▸ **MATERIAL PROVIDED**:
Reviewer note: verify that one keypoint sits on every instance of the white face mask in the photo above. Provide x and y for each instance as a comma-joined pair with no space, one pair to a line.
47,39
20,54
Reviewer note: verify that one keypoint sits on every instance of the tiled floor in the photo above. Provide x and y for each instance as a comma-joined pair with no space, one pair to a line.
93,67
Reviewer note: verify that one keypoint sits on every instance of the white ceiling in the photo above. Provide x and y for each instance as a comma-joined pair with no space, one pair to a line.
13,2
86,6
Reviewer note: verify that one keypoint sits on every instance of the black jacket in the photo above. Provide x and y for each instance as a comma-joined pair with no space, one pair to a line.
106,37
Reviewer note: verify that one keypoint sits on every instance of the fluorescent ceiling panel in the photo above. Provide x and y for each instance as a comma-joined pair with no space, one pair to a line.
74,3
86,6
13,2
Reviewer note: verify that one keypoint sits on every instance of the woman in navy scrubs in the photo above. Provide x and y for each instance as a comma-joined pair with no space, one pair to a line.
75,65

▸ **EXERCISE AIM**: Copy the items above word for word, from the line containing "the white ceiling" through the final line of the items.

▸ **TASK RESPONSE**:
Reviewer note: verify that one keypoint sits on every instance of the white ceiling in the photo above. Provide x and y for each instance as a comma-joined pair with no space, one pair to a line.
13,2
86,6
Reviewer note: verify that one keypoint sits on every instance of the black jacket in the photo above. Provide x and y for each instance as a comma-joined pair with no space, one pair to a line.
106,37
Reviewer note: verify that one keypoint sits on every instance of the fluorescent ceiling panel in the photo above. Provide x and y for each instance as a comma-joined pair with no space, one pair to a line.
74,3
86,6
13,2
Reviewer note: verify that one keypoint sits on every instance of the woman in navy scrubs in the photo above. Provide x and y for each instance as a comma-joined pair with no space, one pair to a line.
75,65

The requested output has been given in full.